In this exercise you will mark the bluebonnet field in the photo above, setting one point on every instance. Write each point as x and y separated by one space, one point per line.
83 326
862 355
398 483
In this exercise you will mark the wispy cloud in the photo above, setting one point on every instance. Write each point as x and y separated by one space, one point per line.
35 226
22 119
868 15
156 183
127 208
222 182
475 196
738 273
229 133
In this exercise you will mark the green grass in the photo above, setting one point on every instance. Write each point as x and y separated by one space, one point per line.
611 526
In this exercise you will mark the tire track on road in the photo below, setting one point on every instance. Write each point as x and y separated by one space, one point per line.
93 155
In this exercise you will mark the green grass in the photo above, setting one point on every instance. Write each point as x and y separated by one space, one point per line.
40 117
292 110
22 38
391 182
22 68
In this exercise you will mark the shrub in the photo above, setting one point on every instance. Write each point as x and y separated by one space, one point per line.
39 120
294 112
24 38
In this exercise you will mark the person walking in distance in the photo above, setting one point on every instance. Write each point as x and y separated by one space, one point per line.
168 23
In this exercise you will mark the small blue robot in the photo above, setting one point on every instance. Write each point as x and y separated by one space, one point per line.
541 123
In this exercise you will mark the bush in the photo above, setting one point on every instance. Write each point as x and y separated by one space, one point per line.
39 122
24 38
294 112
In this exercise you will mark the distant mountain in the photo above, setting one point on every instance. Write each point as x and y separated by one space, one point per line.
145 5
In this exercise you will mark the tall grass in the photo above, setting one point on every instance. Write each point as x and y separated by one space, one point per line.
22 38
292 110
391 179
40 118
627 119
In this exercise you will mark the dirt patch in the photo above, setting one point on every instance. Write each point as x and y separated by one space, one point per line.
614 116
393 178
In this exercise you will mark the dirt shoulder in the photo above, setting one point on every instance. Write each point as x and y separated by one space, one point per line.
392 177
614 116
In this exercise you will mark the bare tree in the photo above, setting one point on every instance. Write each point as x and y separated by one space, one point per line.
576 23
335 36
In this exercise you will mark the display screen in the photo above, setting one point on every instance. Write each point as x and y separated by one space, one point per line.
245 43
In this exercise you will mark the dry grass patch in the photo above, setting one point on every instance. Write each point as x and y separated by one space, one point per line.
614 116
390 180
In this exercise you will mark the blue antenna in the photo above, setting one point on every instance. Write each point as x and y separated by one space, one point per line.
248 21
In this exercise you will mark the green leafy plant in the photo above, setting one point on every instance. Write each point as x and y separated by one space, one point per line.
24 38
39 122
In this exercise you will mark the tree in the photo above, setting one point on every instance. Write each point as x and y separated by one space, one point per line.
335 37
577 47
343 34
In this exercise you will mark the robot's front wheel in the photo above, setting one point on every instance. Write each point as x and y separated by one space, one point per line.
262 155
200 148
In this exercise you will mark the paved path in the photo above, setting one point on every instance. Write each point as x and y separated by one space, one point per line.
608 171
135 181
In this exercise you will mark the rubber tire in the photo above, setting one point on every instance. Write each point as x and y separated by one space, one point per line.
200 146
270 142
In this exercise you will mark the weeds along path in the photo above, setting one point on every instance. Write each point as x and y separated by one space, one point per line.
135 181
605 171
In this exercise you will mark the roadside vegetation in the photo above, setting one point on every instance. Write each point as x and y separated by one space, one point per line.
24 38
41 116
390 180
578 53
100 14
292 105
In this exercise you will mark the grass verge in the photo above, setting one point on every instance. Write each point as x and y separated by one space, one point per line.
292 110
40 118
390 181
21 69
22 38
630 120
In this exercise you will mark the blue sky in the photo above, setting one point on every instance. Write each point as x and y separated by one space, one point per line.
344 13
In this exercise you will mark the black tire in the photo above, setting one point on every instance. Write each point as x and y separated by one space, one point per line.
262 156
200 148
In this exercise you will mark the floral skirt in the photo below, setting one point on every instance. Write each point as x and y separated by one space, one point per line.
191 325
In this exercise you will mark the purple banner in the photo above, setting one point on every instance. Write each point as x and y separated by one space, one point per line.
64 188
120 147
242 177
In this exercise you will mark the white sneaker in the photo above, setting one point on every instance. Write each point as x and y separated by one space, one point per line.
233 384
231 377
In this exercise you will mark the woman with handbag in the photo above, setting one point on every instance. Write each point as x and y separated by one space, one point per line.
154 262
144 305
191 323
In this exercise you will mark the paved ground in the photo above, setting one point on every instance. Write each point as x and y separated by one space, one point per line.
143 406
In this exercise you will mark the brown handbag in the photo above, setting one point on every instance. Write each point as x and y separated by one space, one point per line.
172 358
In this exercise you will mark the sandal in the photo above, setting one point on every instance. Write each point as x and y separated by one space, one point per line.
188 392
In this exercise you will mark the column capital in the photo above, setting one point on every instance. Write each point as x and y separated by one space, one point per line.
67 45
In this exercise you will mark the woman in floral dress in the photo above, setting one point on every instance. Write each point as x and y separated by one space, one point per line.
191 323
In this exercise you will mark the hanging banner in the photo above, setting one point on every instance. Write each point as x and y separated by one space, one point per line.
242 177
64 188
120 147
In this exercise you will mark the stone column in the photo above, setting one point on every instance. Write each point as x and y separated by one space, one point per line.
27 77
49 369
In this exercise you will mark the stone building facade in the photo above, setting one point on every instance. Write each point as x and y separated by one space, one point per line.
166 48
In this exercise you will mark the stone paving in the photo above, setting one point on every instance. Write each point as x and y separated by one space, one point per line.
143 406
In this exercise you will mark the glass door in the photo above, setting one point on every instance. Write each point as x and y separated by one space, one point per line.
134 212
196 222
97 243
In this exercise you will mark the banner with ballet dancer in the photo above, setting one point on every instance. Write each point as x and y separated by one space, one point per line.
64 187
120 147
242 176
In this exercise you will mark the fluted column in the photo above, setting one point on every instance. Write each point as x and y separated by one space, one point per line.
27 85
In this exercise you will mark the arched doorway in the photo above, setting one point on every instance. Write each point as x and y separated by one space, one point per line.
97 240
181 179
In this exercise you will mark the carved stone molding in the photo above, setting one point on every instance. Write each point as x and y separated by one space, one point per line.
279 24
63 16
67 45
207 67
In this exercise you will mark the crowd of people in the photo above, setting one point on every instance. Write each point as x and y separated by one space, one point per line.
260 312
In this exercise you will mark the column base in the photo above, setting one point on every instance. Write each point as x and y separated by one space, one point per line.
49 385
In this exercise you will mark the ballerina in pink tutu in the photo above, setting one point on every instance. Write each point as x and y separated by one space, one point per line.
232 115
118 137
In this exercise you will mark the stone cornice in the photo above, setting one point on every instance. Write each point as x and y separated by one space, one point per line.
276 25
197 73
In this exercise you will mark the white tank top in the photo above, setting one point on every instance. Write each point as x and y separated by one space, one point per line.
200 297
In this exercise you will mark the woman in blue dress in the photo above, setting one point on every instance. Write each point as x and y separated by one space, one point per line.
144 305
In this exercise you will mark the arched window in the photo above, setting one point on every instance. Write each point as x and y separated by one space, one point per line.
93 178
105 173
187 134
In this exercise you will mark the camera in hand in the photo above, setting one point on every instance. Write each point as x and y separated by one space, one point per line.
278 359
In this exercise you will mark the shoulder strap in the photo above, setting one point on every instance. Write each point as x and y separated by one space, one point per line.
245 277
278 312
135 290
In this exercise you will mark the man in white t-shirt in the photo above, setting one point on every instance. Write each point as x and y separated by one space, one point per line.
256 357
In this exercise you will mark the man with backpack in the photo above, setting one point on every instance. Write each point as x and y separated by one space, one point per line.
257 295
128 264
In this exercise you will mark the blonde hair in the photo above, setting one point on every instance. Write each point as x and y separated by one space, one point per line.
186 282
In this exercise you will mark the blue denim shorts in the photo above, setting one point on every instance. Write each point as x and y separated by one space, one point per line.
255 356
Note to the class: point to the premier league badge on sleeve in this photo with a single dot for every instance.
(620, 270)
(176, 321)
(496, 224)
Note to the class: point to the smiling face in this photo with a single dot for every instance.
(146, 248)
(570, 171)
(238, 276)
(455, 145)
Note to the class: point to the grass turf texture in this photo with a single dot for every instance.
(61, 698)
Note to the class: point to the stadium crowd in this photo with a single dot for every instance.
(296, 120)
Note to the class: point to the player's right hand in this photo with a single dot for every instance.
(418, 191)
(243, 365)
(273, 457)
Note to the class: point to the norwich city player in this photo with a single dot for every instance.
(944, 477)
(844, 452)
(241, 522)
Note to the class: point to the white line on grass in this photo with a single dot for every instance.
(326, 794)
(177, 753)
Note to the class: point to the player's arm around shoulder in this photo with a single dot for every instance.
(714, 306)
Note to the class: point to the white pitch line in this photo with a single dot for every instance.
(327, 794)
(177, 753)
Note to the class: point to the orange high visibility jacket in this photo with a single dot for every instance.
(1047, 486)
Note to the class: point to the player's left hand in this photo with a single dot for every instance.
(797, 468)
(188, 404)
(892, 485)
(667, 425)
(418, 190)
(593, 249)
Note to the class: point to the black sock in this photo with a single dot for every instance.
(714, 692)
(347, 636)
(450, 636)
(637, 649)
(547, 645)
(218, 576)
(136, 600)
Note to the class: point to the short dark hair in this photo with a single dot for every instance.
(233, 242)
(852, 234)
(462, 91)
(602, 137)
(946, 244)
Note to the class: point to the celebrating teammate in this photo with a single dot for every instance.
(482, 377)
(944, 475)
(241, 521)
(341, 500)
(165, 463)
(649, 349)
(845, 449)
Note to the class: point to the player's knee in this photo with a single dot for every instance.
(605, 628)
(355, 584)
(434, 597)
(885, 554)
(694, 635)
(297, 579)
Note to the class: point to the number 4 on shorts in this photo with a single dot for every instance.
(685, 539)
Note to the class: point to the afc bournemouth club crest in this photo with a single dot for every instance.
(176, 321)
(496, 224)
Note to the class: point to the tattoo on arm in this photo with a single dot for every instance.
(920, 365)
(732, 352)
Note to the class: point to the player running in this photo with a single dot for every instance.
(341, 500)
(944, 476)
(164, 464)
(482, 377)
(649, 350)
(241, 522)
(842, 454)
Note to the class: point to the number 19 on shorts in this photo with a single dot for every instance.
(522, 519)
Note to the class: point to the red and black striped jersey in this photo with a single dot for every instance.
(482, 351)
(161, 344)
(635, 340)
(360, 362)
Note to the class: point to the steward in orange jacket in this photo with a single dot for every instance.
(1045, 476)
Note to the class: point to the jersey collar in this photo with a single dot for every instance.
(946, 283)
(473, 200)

○ ○ ○ ○ ○ ○ ○

Your objective: What goes in the answer is the run of lines from the one holding "Note to the class: point to the player running" to the end of the entries, reproduced exactly and with nothing else.

Answer space:
Note to the class: point to the player running in this photo with a single dot for every instance.
(341, 500)
(944, 476)
(164, 464)
(482, 377)
(649, 350)
(241, 522)
(842, 454)
Note to the class: point to the number 19 on shorts in this photo with a single dot for every instance.
(522, 519)
Note to the class: point to the red and black striped jersey in this photo with a single dot for every instance.
(482, 351)
(161, 344)
(635, 340)
(360, 362)
Note to the class: point to the steward in orange jacket in this photo with a single dot for every instance.
(1045, 476)
Note to the class: point to the jersey collar in this photo with a single dot for every instance.
(946, 283)
(473, 200)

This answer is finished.